- **About this exercise**: Using the listing below, return each line exactly as it reads.
BEGIN Task input
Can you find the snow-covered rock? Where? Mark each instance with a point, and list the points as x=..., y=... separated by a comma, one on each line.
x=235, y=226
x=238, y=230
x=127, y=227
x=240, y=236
END Task input
- **Your solution**:
Can you find the snow-covered rock? Where? Mark each instance with a point, and list the points as x=..., y=... separated by a comma, one on each line.
x=235, y=226
x=238, y=230
x=127, y=227
x=240, y=236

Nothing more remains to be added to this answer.